* AIM OF THE EXERCISE: Would you please write out the records below exactly as they appear?

* DATASET:
• • • •
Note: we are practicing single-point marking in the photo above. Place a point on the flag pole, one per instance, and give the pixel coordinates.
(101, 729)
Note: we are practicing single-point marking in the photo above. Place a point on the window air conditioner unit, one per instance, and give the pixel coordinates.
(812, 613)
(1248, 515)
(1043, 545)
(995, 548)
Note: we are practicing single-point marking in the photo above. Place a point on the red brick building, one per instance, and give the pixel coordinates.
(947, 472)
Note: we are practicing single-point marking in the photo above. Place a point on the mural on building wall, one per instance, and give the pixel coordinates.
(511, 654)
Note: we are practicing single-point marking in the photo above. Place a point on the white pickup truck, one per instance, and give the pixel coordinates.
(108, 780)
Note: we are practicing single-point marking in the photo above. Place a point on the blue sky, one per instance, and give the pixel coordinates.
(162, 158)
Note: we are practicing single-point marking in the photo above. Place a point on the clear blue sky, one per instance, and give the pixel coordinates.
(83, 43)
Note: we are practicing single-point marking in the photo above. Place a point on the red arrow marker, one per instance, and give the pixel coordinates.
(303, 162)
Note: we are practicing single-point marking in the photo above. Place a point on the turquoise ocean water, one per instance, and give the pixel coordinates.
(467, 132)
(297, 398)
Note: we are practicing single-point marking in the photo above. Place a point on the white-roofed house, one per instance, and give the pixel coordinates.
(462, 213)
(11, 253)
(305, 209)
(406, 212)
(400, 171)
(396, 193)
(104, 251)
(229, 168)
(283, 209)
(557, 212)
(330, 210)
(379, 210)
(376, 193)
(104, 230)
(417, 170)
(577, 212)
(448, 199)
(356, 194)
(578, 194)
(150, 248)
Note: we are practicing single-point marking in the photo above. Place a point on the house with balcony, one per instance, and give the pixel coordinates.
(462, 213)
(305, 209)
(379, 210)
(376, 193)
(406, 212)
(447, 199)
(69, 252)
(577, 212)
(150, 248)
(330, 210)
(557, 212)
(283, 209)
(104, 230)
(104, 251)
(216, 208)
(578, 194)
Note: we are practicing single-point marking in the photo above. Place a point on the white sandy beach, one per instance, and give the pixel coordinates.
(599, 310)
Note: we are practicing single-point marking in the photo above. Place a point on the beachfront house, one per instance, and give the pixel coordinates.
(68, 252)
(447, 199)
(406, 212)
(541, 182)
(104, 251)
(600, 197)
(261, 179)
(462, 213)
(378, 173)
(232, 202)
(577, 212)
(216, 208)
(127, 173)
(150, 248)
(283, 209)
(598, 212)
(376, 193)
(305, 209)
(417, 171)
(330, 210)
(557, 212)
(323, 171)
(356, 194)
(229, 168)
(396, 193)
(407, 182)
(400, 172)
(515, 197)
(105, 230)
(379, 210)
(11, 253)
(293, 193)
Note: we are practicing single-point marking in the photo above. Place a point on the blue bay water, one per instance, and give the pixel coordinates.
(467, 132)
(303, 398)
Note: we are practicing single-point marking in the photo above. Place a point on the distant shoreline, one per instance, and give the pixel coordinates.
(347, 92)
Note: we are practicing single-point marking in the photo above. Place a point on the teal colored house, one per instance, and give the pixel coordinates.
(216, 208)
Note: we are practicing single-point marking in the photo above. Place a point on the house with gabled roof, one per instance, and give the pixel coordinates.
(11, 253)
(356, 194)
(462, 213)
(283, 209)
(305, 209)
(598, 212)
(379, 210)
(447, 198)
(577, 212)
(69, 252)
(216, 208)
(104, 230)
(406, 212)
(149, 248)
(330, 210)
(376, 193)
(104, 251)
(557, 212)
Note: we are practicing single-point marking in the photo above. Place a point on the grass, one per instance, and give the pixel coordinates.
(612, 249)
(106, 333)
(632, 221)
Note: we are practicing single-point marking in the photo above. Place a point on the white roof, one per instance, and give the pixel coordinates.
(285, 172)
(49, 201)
• • • •
* COMPLETED TASK:
Note: we are practicing single-point marking in the photo above. Place a point on the flag pole, one per instance, and give the pixel coordinates.
(101, 729)
Note: we are practicing single-point marking in the photo above. Place a point on the window air conditioner unit, one per instance, and give the pixel coordinates.
(812, 613)
(1248, 515)
(1043, 545)
(995, 548)
Note: we are practicing single-point marking in the photo above. Place a point on the red brick building, one per instance, and give the pixel coordinates.
(947, 472)
Note: we are practicing single-point marking in the photo above. Place a point on the mural on building wall, one per instance, and give the pixel coordinates.
(511, 654)
Note: we are practicing single-point marking in the photo above. Place a point on the white pickup truck, one per instance, and give the pixel coordinates.
(108, 780)
Note: we are practicing single-point marking in the photo above. Place a point on the blue sky, one per instance, and give the pixel coordinates.
(162, 158)
Note: we are practicing single-point marking in the photo above. Place a point on the clear blue sky, one per instance, and give the pixel coordinates.
(83, 43)
Note: we are practicing single-point marking in the photo above. Place a point on the red arrow marker, one per instance, and give the pixel coordinates.
(303, 162)
Note: we are practicing single-point marking in the photo above. Place a point on the turquoise ocean water, one per instance, and give the pixel coordinates.
(467, 132)
(297, 398)
Note: we are practicing single-point marking in the photo above. Place a point on the white-roofed house, one per instance, and give the pixel coordinates.
(462, 213)
(11, 253)
(305, 209)
(406, 212)
(400, 171)
(396, 193)
(104, 251)
(229, 168)
(283, 209)
(557, 212)
(330, 210)
(379, 210)
(376, 193)
(104, 230)
(417, 170)
(577, 212)
(448, 199)
(356, 194)
(578, 194)
(150, 248)
Note: we are practicing single-point marking in the photo above. Place a point on the house with balcony, one per instance, and give the pixel coordinates.
(462, 213)
(305, 209)
(379, 210)
(376, 193)
(406, 212)
(447, 199)
(69, 252)
(577, 212)
(150, 248)
(330, 210)
(557, 212)
(283, 209)
(104, 230)
(104, 251)
(216, 208)
(578, 194)
Note: we are practicing single-point marking in the photo above. Place a point on the white sandy beach, one per instance, and give the pixel coordinates.
(599, 310)
Note: we are practicing single-point marking in the photo above. Place a point on the beachfront house, one per instance, and give the pixel coordinates.
(68, 252)
(447, 199)
(406, 212)
(541, 182)
(104, 251)
(600, 197)
(261, 179)
(462, 213)
(378, 173)
(232, 202)
(577, 212)
(216, 208)
(127, 173)
(150, 248)
(283, 209)
(598, 212)
(376, 193)
(305, 209)
(417, 171)
(330, 210)
(557, 212)
(323, 171)
(356, 194)
(229, 168)
(396, 193)
(407, 182)
(400, 172)
(515, 197)
(105, 230)
(379, 210)
(11, 253)
(293, 193)
Note: we are practicing single-point marking in the photo above. Place a point on the blue bay water, one per instance, and give the pixel coordinates.
(467, 132)
(303, 398)
Note: we are practicing single-point marking in the photo above. Place a point on the distant shoreline, one per instance, and give the pixel coordinates.
(347, 92)
Note: we are practicing single-point marking in the photo above. Place a point on the teal colored house, one per instance, and give the pixel coordinates.
(216, 208)
Note: we are practicing single-point marking in the photo above. Place a point on the house with gabled roof, one per instance, and give the pixel coordinates.
(11, 253)
(356, 194)
(462, 213)
(283, 209)
(305, 209)
(598, 212)
(379, 210)
(447, 198)
(577, 212)
(69, 252)
(216, 208)
(104, 230)
(406, 212)
(149, 248)
(330, 210)
(376, 193)
(104, 251)
(557, 212)
Note: we are practicing single-point marking in the photo above. Place a point on the grass, one per instance, and give the pixel coordinates.
(612, 249)
(106, 333)
(632, 221)
Note: we are practicing single-point marking in the photo above. Place a point on the white roof, one per instance, and give the pixel coordinates.
(285, 172)
(49, 201)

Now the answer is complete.